[Stored records]
┄┄┄┄┄┄┄┄┄┄┄┄┄┄┄┄┄┄┄┄
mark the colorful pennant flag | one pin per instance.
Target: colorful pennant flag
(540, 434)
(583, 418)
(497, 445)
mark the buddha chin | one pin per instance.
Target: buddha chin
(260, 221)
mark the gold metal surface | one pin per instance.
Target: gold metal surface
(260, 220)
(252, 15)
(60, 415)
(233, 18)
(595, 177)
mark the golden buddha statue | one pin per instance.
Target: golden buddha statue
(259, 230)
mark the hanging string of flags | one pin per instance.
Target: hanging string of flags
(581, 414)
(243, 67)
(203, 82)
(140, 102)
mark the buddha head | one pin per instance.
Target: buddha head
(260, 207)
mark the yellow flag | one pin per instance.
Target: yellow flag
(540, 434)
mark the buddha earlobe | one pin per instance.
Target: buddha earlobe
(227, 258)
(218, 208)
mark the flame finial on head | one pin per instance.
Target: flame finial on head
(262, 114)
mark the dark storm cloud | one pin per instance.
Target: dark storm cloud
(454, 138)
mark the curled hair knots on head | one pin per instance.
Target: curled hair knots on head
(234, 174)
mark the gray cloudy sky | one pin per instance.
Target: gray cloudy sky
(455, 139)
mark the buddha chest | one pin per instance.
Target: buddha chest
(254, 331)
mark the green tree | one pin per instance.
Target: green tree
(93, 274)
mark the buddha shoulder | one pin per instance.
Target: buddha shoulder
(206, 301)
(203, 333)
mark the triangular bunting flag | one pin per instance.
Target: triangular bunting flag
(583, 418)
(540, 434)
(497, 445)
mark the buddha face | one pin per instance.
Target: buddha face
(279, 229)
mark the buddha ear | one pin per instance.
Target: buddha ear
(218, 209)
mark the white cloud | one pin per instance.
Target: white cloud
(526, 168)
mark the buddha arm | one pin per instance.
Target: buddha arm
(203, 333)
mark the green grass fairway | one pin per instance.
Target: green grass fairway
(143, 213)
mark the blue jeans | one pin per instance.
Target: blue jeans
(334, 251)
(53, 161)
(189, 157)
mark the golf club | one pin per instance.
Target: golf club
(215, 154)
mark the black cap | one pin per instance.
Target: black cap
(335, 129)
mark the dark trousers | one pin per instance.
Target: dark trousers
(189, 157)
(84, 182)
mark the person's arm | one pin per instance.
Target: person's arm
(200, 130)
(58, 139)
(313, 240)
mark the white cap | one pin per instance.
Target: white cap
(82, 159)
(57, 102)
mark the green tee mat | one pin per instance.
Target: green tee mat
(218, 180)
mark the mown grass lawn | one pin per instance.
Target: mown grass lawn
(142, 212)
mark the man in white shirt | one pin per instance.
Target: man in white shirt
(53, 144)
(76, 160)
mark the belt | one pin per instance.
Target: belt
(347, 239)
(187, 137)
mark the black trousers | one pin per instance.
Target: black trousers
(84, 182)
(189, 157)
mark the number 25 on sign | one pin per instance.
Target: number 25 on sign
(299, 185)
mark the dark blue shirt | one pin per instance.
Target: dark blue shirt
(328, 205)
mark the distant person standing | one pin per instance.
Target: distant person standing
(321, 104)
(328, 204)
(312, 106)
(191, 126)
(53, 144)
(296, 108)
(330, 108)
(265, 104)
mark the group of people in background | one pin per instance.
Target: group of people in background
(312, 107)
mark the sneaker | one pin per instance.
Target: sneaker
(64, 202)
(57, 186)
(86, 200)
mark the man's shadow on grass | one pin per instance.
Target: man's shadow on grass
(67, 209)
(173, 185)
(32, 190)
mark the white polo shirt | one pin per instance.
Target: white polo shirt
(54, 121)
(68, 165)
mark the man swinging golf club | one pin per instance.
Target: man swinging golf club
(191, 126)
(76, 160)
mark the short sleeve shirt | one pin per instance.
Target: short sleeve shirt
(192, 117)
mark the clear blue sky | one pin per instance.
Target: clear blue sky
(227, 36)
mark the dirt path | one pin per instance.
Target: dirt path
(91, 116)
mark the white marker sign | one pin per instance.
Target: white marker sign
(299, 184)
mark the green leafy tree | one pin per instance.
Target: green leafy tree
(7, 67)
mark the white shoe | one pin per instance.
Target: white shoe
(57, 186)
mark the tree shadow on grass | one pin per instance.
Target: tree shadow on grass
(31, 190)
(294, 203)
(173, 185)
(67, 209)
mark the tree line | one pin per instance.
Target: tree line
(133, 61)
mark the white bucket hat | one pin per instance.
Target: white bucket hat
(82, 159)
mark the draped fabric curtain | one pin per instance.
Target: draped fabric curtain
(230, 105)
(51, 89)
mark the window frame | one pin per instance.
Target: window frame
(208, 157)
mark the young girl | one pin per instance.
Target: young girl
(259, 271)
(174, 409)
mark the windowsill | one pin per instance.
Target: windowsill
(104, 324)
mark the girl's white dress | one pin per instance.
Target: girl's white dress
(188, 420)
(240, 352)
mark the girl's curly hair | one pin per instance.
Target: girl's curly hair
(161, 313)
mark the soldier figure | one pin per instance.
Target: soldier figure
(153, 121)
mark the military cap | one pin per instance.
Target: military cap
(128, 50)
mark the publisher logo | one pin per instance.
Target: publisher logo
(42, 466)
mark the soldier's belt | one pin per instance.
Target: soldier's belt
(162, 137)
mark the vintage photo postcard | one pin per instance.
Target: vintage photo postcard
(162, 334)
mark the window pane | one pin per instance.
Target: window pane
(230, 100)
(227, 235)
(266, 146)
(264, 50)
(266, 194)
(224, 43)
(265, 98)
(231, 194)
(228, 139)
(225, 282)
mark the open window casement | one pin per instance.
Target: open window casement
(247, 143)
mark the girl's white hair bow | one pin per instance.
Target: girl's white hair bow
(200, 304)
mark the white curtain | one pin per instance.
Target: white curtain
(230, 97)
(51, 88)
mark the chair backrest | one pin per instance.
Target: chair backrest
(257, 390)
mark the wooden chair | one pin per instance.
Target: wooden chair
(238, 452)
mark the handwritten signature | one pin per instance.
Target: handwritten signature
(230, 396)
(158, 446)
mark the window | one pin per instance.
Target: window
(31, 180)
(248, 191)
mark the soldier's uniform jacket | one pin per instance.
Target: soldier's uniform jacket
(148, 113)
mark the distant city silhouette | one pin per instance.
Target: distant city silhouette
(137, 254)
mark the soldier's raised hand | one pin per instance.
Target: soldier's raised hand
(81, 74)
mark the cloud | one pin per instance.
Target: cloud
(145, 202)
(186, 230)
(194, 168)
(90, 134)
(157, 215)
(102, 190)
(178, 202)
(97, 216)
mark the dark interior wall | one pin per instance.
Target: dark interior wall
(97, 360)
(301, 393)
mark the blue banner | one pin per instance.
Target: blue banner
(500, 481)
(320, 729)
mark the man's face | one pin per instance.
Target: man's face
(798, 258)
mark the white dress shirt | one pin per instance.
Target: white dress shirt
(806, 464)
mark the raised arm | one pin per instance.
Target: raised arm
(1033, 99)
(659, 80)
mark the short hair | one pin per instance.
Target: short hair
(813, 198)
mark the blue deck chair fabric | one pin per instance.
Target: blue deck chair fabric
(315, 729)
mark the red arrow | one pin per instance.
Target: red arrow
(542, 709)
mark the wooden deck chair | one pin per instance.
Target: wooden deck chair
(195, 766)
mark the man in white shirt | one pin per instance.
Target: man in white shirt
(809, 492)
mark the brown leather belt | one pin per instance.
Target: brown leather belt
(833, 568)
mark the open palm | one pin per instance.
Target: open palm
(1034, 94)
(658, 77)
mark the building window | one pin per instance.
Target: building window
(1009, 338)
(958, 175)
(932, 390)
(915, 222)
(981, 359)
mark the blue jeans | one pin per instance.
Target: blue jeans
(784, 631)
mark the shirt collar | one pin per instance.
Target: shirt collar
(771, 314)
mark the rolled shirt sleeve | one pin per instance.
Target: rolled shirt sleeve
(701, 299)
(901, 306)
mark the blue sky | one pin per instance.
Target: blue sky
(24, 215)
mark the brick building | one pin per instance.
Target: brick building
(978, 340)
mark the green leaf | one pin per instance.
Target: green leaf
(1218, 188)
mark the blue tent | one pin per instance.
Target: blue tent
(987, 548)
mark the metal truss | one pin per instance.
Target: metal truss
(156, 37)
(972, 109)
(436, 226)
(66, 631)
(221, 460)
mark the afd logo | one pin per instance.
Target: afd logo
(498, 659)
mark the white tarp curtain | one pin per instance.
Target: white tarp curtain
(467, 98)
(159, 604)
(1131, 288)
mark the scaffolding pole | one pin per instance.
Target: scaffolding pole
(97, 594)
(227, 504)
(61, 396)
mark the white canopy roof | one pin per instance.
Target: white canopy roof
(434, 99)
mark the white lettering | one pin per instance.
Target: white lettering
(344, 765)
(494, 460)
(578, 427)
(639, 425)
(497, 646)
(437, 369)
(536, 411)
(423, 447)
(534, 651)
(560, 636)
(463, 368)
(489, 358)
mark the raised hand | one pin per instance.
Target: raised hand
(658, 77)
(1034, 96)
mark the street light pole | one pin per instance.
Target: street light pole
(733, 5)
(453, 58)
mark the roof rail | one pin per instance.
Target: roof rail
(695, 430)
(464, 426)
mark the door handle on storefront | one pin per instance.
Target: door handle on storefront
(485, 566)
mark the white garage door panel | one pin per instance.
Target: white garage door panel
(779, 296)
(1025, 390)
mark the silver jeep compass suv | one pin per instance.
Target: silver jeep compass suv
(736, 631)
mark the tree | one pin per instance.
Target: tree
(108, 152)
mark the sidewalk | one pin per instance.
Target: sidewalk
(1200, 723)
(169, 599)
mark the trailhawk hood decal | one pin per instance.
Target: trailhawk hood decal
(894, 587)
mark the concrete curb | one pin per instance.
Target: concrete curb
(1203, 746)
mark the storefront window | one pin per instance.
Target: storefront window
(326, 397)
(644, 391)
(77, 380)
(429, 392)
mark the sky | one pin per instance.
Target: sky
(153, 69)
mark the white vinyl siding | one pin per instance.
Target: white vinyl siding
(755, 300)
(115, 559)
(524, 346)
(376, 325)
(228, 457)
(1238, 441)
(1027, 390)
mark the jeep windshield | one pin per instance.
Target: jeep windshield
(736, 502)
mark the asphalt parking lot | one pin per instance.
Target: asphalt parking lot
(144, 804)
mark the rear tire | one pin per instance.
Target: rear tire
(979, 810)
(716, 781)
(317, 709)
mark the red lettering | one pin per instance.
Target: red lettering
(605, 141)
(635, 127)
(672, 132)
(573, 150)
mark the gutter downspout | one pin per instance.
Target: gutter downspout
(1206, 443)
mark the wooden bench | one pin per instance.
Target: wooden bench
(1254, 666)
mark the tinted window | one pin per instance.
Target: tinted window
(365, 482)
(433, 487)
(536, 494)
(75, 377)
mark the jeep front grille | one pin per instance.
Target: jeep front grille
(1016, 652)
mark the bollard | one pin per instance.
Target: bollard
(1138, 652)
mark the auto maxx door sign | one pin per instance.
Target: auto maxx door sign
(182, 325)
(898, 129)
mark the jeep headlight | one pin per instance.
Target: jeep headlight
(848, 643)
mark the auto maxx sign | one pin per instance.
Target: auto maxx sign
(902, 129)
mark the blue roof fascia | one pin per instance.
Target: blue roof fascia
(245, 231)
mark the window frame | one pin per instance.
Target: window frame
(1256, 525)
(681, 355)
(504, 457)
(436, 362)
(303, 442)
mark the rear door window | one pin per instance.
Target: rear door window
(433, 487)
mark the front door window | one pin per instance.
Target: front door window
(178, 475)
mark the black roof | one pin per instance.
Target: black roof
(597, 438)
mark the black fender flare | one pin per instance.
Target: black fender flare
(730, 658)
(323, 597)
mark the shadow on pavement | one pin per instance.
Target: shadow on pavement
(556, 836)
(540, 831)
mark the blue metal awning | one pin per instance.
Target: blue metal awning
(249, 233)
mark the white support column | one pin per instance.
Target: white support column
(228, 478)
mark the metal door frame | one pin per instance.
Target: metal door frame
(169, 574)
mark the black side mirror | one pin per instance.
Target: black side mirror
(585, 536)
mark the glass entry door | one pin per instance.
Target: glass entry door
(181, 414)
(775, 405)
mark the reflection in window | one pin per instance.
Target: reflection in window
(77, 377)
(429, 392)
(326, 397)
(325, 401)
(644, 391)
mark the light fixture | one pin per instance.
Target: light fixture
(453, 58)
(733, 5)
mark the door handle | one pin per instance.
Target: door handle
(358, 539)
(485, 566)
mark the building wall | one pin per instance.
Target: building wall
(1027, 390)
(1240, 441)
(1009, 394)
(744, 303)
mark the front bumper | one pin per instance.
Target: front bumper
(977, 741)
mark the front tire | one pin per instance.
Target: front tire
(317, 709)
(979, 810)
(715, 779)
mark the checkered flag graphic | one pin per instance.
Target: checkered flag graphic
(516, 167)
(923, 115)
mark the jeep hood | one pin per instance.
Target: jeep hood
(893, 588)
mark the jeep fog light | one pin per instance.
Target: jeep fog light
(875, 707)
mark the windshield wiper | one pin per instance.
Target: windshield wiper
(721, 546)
┄┄┄┄┄┄┄┄┄┄┄┄┄┄┄┄┄┄┄┄
PROBLEM » Each line from the top of the records down to the one with "mark the triangular" must be retyped exactly; include both ends and nothing else.

SOLUTION TO THE EXERCISE »
mark the colorful pennant flag | one pin per instance.
Target: colorful pennant flag
(540, 434)
(583, 418)
(497, 445)
mark the buddha chin | one pin per instance.
Target: buddha chin
(260, 221)
mark the gold metal surface | one pin per instance.
Target: gold metal surface
(260, 220)
(252, 15)
(60, 415)
(233, 18)
(595, 177)
mark the golden buddha statue | one pin per instance.
Target: golden buddha statue
(259, 230)
mark the hanging string of flags | one pin per instance.
Target: hanging string of flags
(581, 414)
(243, 67)
(203, 82)
(140, 102)
mark the buddha head | one pin per instance.
Target: buddha head
(260, 207)
mark the yellow flag | one pin per instance.
Target: yellow flag
(540, 434)
mark the buddha earlobe | one pin per instance.
Target: buddha earlobe
(227, 258)
(218, 208)
mark the flame finial on head | one pin per instance.
Target: flame finial on head
(262, 114)
mark the dark storm cloud | one pin per instance.
Target: dark storm cloud
(454, 138)
mark the curled hair knots on head | one pin per instance.
Target: curled hair knots on head
(234, 174)
mark the gray cloudy sky | one pin per instance.
Target: gray cloudy sky
(455, 139)
mark the buddha chest | one pin per instance.
Target: buddha chest
(254, 331)
mark the green tree | one pin per instance.
Target: green tree
(93, 274)
mark the buddha shoulder | one pin per instance.
Target: buddha shoulder
(206, 301)
(203, 333)
mark the triangular bunting flag | one pin per instance.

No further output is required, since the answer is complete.